>> BEGIN Page text
We use three datasets of images with annotations in multiple languages. The Multi30k (Elliott et al., 2016) dataset contains 30k images and two types of bilingual annotations for two different tasks:

(Task 1) English-German translation task, where this can be aided by images; and

(Task 2) German image captioning task, where this can be helped with English captions.

Training data for Task 1 consists of 1 English caption and its German translation for every image, translated by a professional translator. For Task 2, five English and five German captions are collected independently for every image. We use the original data split: 29k training, 1k validation and 1k test images.

We experiment with another language pair: English-Japanese. We use MS COCO (Lin et al., 2014; Chen et al., 2015), which contains 120k images and 5 English captions per image, and STAIR (Yoshikawa et al., 2017), a collection of Japanese annotations of the same dataset (also 5 per image). Following Karpathy & Li (2015), we use 110k training, 5k validation and 5k test images.

To ensure no parallel corpus is used to train our models, we partition the images in the training set into two parts (one for each langauge) and only use captions in one language for each half and not the other. With Multi30k, for instance, we have 14.5k English training images (whose German captions we discard) and 14.5k German training images.

We use tokenized Japanese captions in STAIR.https://github.com/STAIR-Lab-CIT/STAIR-captions We lowercase, normalize and tokenize English and German captions using preprocessing scripts from Moses.https://github.com/moses-smt/mosesdecoder In addition, we tokenize German captions into subword symbols using the byte pair encoding (BPE) algorithm with 10k merge operations (Sennrich et al., 2015).

Baselines

We compare against several baselines that similarly only make use of disjoint image-description data. In increasing order of sophistication:

To translate an English sentence into German, we use its corresponding image to find the closest image in our German training set. We then retrieve all corresponding German captions and compute BLEU score against the ground truth German test captions. This model is similar to our word-level nearest neighbor baselines.

Given our non-aligned training set of English and German image captions, without any overlapping images, we can form new EN-DE sentence pairs by finding the closest German training image for every English training image. We then pair every corresponding German caption with every corresponding English caption, and train a standard NMT model without attention (Cho et al., 2014; Sutskever et al., 2014) on these pairs. We do not compare against an NMT model with attention because our models do not use attention (since incorporating attention would mean that agents have access to each other’s hidden states, which is no longer a multi-agent setting).

We implement and train end-to-end models from (Nakayama & Nishida, 2017). Their two-way model learns separate encoders to align the source language and images in a multimodal space. Then, a captioning model in the target language is trained on image representations, and is used to decode source representations to translate them. Their three-way models align both source and target languages with images using a target language encoder. Their models are similar to our models, with two key differences: (1) they are trained on a fixed corpus, without interaction between agents or learned communication, and (2) their model unit-normalizes the output of every encoder and is trained on pairwise ranking loss. In order to specifically examine the effectiveness of communication in learning to translate, we train these baselines using both their original loss function and our own loss function (see Appendix A).
>> END Page text
* [Stated task 1] How would you render the sentence "We experiment with another language pair: English-Japanese." from the passage on multilingual image captioning in French?
>> BEGIN Task inputs
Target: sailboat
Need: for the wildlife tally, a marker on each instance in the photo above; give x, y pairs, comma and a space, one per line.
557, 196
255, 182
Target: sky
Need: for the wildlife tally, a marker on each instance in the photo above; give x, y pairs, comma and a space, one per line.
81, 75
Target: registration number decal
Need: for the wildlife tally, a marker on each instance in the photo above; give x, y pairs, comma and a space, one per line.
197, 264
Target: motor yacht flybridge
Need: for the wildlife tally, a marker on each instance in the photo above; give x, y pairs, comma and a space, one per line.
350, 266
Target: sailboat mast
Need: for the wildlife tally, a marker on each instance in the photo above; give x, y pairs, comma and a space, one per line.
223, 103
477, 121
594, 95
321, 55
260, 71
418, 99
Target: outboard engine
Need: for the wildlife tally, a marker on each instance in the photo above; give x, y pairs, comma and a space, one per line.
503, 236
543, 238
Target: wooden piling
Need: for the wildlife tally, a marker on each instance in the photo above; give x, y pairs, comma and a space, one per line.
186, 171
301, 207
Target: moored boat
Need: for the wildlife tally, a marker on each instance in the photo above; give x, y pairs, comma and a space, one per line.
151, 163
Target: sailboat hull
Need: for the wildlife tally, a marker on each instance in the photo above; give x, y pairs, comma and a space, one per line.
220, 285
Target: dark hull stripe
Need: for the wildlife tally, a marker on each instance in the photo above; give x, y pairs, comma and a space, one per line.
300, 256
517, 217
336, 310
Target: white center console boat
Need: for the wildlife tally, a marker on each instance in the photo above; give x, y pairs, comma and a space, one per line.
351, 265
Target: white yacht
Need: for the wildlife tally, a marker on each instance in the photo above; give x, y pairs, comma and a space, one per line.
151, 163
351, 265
>> END Task inputs
* [Stated task 2] Which lines in the entries above contain the string "sailboat"? Filter them out and copy each one unchanged.

* [Full answer 1] Nous expérimentons avec une autre paire de langues : anglais-japonais.

* [Full answer 2]
Target: sailboat
Target: sailboat mast
Target: sailboat hull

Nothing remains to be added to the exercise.